> [Document excerpt]
******************************

Monday, May 28, 2012

Direct Yen-Yuan Currency Trading

...what is surprising is that it took so long...
Various blogs in the US made a big deal of announcement of a deal to launch bilateral currency trading between the Chinese yuan (officially, Renminbi RMB) and Japanese yen. One strand views this as a harbinger of American decline. The claim is that this is a the beginning of the end of the US dollar as a reserve currency, which will make financing our deficits impossible and produce hyperinflation. One example is Tyler Durden, who posted versions of this on his own web site and at Zero Hedge.
This claim is most puzzling. First, direct trading between currencies is the norm whenever there are enough transactions to make setting up trading desks (more than one on each side) and establishing back office clearing procedures viable. In the case of Japan you can trade directly for the currencies of some countries – the US, Korea, the Euro zone – but heretofore not with its largest trading partner, which for both imports and exports is China. The reason however is the presence of capital controls on the Chinese side, reflecting the lack of liquidity (and experience) in Chinese domestic capital markets.* After all, in 1982 China had no modern banks, and they still lack human capital and institutional know-how. Chinese banks don't yet know how to lend to even medium-sized companies. Instead smaller firms must turn to illegal "curb markets" and extended family for outside financing. So the driver of this shift is not a distrust of the US dollar, but the relaxation of capital controls on the Chinese side.
Second, trading currencies has little to do with reserve currencies. While banks or other brokers do trade for their own accounts, they don't keep open positions long. As one trader phrased it to me, in macroeconomics the long run is a decade; at a trading desk, it's 10 minutes. So while there are capital requirements for brokers to play in the market, and clearing is not instantaneous, this has no impact on the Fed Funds market, much less bond markets.
To sum, the name of the game is transaction costs, not reserve currencies. Firms wanting to buy or sell yuan for yen will still compare direct quotes with cross-trades; the market for yuan-dollar and dollar-yen will remain much deeper than that for direct yen-yuan trades for years to come. That's true even for the Euro: according to the latest BIS statistics, direct yen-Euro trades in 2010 amounted to $111 billion, but Euro-dollar and yen-dollar trading came to $1,101 billion and 568 billion, respectively.** When you trade, you request bid-ask quotes while checking your computer screen and other brokers; you don't even tip your hand by stating whether you're buying or selling.
Conceivably at some point the dollar will lose its reserve status; empires don't last forever. However, it takes more than imperial decline, it takes both financial drivers and the presence of a viable alternative. Even in the 19th century multiple exchange rate systems persisted – Japan was on a silver standard, for example, until it received the Chinese indemnity from the 1895 Sino-Japanese War, which was paid in London, drawable in gold; see the wonderful book by Mark Metzler, Lever of Empire. More generally, there were regional "reserve" currencies, Istanbul for the Ottoman Empire and so on (a project I supervised at W&L on shifts in reserve currency regimes by Palmer Sherer). Now the US empire may be in decline, but it has yet to collapse.

******************************

> [Entries provided]
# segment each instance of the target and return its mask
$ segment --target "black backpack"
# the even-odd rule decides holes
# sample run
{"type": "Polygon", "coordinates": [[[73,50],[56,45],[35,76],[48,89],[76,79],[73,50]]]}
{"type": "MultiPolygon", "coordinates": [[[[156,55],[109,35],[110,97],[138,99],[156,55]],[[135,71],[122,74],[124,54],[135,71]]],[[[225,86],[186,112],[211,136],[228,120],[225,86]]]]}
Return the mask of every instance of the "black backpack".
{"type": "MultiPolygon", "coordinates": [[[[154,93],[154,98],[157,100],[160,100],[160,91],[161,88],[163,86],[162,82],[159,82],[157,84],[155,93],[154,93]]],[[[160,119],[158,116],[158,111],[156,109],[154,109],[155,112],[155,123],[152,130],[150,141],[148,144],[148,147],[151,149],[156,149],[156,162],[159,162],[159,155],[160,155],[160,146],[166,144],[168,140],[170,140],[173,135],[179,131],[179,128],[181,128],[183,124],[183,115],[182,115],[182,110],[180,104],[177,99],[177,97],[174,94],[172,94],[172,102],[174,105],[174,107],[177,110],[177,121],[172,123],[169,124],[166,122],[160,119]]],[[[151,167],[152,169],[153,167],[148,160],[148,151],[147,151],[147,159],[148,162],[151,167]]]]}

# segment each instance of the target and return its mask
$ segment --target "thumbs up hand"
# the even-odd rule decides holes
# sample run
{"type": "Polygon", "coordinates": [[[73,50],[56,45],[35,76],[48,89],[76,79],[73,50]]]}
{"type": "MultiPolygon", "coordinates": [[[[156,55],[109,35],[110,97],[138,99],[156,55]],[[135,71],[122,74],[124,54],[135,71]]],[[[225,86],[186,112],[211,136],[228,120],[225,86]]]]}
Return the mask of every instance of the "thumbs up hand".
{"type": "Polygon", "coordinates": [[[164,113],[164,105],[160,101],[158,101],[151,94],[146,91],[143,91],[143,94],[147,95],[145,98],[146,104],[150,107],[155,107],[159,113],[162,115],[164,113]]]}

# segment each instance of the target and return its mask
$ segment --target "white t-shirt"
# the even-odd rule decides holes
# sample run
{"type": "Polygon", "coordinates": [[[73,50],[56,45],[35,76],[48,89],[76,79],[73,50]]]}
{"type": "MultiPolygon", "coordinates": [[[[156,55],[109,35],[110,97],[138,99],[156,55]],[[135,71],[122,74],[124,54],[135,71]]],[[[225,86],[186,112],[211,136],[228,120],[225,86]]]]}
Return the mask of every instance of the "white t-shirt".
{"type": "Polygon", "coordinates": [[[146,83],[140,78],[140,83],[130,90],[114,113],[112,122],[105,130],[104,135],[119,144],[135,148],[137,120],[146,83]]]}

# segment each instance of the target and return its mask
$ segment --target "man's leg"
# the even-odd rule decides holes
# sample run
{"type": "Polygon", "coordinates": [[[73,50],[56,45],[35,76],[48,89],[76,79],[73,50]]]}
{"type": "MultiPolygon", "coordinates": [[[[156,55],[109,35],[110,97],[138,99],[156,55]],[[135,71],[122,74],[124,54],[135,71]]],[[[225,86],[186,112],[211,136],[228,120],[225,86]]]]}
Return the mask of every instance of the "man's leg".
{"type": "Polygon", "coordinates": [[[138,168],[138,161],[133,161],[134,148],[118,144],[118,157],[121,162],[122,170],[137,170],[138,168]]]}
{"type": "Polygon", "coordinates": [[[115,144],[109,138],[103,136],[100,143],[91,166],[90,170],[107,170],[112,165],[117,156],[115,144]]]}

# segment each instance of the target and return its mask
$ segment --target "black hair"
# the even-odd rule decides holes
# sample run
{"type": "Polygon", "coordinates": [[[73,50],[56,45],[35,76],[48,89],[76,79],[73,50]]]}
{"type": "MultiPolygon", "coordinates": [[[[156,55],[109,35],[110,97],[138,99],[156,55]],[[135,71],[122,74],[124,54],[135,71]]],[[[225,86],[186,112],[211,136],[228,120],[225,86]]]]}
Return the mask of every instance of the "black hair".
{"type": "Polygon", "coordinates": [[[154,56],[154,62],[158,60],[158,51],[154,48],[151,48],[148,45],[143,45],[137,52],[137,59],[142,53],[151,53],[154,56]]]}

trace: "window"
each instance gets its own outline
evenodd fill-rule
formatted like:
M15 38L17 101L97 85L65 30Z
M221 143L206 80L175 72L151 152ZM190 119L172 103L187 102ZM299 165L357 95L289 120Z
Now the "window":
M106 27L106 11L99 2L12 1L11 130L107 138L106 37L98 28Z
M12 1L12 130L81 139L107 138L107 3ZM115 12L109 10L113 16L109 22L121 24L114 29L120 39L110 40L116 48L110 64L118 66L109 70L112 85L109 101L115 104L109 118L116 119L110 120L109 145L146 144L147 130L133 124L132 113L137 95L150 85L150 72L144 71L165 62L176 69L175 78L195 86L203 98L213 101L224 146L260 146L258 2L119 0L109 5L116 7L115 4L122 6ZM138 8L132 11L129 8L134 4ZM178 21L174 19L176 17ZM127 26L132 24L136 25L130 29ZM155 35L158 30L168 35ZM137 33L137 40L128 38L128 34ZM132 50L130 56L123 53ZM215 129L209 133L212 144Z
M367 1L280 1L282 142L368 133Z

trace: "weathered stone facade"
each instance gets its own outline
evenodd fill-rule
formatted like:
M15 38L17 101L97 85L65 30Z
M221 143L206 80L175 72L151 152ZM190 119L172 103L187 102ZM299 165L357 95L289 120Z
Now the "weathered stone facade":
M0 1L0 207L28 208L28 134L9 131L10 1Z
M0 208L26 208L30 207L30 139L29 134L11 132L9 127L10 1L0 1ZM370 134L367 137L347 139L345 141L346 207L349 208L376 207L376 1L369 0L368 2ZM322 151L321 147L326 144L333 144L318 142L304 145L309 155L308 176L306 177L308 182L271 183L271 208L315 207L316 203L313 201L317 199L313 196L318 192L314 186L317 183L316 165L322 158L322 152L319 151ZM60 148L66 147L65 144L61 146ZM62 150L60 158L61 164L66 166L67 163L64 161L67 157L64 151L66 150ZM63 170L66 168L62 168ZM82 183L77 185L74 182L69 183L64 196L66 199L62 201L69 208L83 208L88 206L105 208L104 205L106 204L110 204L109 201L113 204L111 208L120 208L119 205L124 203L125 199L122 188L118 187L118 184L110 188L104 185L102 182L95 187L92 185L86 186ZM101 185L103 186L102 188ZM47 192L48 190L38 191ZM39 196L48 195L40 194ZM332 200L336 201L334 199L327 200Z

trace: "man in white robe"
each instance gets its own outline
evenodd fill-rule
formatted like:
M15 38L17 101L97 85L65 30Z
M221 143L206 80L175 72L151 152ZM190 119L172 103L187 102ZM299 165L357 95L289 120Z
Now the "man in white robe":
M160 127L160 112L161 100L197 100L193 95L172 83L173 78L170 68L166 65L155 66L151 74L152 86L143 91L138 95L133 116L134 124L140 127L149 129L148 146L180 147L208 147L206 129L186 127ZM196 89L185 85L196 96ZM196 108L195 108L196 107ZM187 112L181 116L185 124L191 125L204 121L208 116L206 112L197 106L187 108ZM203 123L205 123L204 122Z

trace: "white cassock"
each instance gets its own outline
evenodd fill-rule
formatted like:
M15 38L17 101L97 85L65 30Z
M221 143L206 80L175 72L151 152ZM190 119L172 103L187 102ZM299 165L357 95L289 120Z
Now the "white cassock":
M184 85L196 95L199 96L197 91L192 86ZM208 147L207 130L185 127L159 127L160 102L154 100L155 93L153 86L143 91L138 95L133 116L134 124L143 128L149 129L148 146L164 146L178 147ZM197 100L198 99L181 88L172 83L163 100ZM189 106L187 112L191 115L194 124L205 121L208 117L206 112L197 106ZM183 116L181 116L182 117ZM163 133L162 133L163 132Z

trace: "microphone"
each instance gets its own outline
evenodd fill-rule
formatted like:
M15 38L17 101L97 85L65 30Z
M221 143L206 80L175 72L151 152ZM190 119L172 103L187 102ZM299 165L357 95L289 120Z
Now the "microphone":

******************************

> [Written tasks]
1: Select every line of the entries that contains the word "facade", matching case exactly, and copy each of those lines.
2: Go on with the blog post about direct yen-yuan currency trading, picking up after its final sentence.

> [Answers to the exercises]
1:
trace: "weathered stone facade"
Now the "weathered stone facade":

2:
And there's no alternative ready to take the dollar's place. Japan's domestic capital markets are too small for the yen to play that role; hopes for it to serve as a regional currency are hampered by years of zero nominal returns on overnight money. Japan's economy may be growing, but in the eyes of the world it is no longer in ascendance. China's domestic capital markets are even smaller, thin and riven with favoritism. No way any multinational will park next weeks payroll in Shanghai. Anyone want to be on the Euro? – sadly, it's not an alternative, either. So we're stuck with the dollar, and with US monetary policy spilling over to affect the rest of the world.
Note: Chinese capital controls are easy to see, literally: compare the 5-day trade chart at Yahoo! Finance for the yuan (RMB renminbi) and the Japanese yen.
Note: See Table D-8 of the BIS spreadsheet of results of their 2010 survey. The yen also trades in substantial volume against the Australian dollar.
Mike Smitka

Tuesday, March 27, 2012

Recent GPD and Investment

...the data is in the details, ur, the devil is in the data...
Here are a couple graphs tied to an ongoing discussion on the SSJ (University of Tokyo Institute of Social Science) email forum.

...Mike Smitka...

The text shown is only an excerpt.